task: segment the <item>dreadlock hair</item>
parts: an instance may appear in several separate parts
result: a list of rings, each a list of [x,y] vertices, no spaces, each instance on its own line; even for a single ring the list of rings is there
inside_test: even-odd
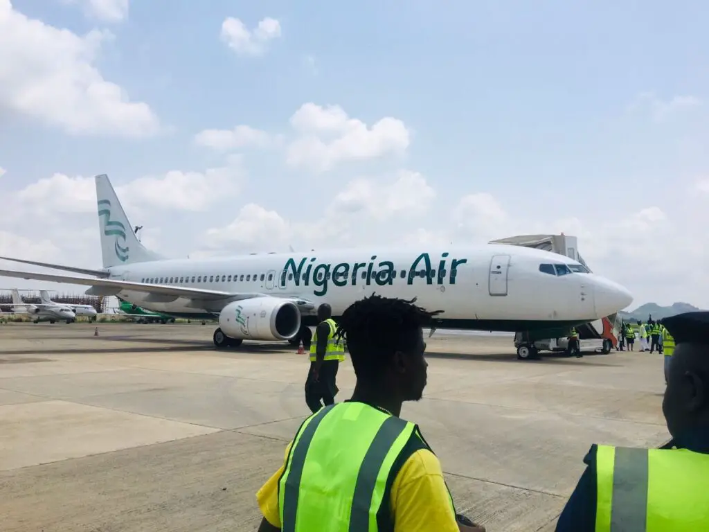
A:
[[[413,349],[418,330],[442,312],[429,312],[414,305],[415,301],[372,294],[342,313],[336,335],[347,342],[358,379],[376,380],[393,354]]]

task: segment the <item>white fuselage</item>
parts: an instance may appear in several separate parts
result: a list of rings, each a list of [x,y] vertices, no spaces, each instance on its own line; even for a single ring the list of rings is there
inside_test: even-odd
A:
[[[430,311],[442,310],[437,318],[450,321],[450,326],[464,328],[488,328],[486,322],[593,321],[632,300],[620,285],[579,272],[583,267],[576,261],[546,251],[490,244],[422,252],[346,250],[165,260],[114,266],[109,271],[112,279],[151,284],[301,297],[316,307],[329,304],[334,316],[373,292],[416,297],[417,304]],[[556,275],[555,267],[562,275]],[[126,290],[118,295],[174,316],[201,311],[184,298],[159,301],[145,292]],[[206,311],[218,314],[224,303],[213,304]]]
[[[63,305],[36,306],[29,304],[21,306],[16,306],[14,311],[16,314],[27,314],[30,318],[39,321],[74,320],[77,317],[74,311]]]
———
◆ **CHALLENGE**
Count the lines in the records above that contain the string "task", with case counting. Give only the number.

◆ **RESPONSE BELOW**
2